══ Texto

A vida dela é um emaranhado de histórias assim como a política no Brasil. Apesar de ter dezenas de facetas, Belisa Ribeiro, apresentadora do programa Caminhos da Cultura na TV Band do Rio, tem incrível e invejada trajetória no jornalismo político. O começo inusitado, no entanto, nada teve a ver com eleições ou partidos. No início dos anos 1970, ela trabalhou como modelo do Jornal do Brasil, no Rio de Janeiro, indicada por uma amiga. Conheceu ninguém menos que o renomado fotógrafo Evandro Teixeira, que trabalhava para o caderno de moda do periódico. “Ela era uma mulher inteligente e vibrante como modelo. Como jornalista, tinha fibra, sabia o que queria”, diz Teixeira. Não demorou para que Belisa vislumbrasse um futuro de pautas, manchetes, microfones e milhares de ideias fervilhando sem cessar na cabeça. Conseguiu estágio no jornal. A partir dali, a vida de Belisa foi constantemente atingida por fatos essenciais da história política brasileira. E ela não deixou passar nenhuma oportunidade de registrar sua marca de maneira intensa e – como faz questão de dizer – um pouco irresponsável. “Era metida. Eu mesma inventava as minhas pautas, fazia as matérias e entregava para o chefe. Por ser corajosa, me colocavam para fazer as histórias mais difíceis. Entrevistei quase todos os políticos do País.”

 

A Festa do Presidente
Em 1974, quando ela dava os primeiros passos na profissão, o Brasil vivia em plena ditadura. Mas a jornalista vê com bons olhos. “Vivi uma época muito boa do jornalismo. Ainda existia romantismo na profissão. Hoje a cultura e a política mostram um Brasil de corrupção, desencanto, comodismo. As pessoas estão sem causa.” 

Foi em 15 de março de 1974 que Ernesto Geisel assumiu a Presidência. O governo foi marcado pelo início da abertura política e  amenização do rigor do regime militar. Nessa época, Belisa estava na Gazeta Mercantil e foi incumbida de missão quase impossível: cobrir o aniversário do presidente em um clube chiquérrimo  no Leblon. “Resolveram isso umas 17h30. Fui para a casa da minha mãe, botei um vestido dela e saí correndo.”

════
══ Material

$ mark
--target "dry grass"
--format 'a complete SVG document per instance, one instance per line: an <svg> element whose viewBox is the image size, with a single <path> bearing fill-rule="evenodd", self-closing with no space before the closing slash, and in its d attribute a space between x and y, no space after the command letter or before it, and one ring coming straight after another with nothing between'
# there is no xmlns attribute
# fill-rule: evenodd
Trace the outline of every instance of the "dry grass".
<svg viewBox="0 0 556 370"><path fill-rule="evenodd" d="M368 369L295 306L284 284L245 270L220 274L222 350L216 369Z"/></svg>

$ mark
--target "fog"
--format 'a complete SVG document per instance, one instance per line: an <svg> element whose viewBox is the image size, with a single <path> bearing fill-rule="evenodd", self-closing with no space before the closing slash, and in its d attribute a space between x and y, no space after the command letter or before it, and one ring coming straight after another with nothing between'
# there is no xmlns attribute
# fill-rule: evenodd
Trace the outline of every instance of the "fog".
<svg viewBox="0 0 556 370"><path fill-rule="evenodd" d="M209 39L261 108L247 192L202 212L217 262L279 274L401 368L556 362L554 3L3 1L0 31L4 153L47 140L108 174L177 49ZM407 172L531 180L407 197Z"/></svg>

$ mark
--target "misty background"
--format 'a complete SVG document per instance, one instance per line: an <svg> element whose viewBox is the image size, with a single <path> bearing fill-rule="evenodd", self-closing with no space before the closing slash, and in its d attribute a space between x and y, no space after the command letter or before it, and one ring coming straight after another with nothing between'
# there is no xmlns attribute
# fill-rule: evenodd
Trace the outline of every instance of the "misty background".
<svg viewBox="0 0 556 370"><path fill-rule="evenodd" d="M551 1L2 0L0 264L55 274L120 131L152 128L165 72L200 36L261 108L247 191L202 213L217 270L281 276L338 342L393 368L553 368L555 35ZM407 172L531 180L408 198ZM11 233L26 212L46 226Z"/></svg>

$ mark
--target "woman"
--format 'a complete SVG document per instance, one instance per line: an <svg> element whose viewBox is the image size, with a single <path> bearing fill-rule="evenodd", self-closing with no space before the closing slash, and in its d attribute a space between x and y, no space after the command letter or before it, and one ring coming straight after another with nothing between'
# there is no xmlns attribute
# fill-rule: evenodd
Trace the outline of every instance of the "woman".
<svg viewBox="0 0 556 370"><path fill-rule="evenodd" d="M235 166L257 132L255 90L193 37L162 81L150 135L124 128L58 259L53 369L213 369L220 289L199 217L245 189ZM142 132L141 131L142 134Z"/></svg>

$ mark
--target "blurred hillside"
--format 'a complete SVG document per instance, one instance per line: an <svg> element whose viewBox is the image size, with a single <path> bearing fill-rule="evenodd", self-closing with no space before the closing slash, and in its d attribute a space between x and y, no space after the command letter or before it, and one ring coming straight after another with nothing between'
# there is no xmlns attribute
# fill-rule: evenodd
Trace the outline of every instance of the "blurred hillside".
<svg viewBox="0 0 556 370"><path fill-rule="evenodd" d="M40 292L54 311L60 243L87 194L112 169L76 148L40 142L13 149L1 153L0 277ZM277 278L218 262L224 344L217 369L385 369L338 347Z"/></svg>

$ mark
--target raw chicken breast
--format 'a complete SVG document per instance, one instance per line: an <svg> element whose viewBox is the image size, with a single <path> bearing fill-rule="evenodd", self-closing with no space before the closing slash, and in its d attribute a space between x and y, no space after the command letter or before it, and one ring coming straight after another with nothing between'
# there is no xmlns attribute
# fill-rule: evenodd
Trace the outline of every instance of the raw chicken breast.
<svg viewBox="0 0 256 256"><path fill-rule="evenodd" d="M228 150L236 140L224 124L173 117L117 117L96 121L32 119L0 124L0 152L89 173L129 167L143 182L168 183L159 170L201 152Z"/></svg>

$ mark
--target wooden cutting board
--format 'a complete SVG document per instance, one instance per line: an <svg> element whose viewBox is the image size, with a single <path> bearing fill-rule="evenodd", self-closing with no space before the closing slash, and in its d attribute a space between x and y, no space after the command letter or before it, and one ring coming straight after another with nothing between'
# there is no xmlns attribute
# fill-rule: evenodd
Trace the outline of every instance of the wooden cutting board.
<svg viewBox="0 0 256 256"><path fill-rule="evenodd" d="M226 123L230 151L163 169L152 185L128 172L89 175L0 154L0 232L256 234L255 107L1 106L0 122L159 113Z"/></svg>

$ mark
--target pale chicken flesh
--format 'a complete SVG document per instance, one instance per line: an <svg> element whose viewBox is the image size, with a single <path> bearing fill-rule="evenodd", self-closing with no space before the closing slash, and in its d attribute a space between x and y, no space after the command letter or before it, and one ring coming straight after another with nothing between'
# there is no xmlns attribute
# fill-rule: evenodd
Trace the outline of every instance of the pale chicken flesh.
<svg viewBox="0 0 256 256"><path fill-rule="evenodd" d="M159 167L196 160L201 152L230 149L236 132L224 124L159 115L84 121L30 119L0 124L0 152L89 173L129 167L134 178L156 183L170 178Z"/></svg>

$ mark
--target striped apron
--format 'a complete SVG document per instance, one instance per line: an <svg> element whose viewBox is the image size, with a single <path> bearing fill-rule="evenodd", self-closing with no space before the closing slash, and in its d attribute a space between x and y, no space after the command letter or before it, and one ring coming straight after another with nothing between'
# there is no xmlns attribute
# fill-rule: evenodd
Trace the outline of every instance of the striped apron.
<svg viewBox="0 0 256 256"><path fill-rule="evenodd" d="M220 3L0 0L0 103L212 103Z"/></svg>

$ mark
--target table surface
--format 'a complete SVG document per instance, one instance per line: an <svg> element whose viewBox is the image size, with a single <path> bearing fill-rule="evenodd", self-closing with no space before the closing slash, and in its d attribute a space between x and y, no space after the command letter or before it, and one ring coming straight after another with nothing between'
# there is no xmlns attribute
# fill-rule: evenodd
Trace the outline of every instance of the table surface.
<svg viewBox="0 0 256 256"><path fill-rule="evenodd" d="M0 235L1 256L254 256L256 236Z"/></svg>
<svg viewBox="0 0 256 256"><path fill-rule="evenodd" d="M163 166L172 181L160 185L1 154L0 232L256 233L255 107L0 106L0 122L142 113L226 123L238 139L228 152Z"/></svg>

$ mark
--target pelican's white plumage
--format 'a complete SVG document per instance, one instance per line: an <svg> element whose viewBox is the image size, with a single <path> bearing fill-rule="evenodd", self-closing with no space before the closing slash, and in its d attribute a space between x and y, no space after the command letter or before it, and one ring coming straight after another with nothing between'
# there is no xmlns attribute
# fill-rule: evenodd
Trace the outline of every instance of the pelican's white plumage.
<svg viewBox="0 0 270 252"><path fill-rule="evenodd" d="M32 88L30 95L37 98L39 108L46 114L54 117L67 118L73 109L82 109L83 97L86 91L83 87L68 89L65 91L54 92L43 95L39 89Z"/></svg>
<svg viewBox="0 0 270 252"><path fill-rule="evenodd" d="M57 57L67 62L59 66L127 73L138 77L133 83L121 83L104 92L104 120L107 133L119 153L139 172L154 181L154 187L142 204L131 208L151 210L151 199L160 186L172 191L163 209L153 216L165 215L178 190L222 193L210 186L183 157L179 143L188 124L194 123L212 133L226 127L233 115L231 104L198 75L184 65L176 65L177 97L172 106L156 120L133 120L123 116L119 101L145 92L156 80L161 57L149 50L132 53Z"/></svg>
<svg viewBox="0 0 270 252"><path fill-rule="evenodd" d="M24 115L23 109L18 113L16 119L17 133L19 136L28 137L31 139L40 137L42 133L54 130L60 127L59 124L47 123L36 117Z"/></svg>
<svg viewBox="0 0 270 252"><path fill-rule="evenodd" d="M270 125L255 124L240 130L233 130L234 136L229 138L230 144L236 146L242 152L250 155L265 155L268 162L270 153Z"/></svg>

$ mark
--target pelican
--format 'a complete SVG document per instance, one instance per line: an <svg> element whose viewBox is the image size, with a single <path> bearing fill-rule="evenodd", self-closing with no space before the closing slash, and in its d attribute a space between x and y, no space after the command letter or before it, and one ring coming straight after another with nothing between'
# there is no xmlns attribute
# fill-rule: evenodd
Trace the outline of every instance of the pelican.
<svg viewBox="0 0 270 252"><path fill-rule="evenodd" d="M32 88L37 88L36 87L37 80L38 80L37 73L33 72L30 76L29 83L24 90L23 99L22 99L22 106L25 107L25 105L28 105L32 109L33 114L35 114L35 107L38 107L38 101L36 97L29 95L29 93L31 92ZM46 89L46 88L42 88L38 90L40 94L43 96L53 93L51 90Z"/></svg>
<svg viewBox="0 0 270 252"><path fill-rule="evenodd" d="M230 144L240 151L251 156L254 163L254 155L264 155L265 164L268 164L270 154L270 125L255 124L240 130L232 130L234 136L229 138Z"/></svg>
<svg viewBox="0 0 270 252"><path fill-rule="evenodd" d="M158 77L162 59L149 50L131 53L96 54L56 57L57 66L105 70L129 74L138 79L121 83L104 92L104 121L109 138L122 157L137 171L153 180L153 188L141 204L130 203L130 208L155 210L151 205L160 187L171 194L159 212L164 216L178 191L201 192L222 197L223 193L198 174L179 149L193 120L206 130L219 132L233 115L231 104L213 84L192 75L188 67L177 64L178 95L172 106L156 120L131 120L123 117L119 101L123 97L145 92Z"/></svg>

════

Objetivo do exercício => Responda sim ou não para cada afirmação, conforme o que diz o texto sobre Belisa Ribeiro, e cite literalmente as palavras do texto que decidem cada resposta. (a) Belisa Ribeiro trabalhou como modelo do Jornal do Brasil por indicação de uma amiga. (b) Evandro Teixeira trabalhava para o caderno de esportes do periódico. (c) Para cobrir o aniversário do presidente, Belisa vestiu uma roupa da mãe.

Resposta do exercício =>
(a) Sim: “No início dos anos 1970, ela trabalhou como modelo do Jornal do Brasil, no Rio de Janeiro, indicada por uma amiga.”
(b) Não: “que trabalhava para o caderno de moda do periódico.”
(c) Sim: “Fui para a casa da minha mãe, botei um vestido dela e saí correndo.”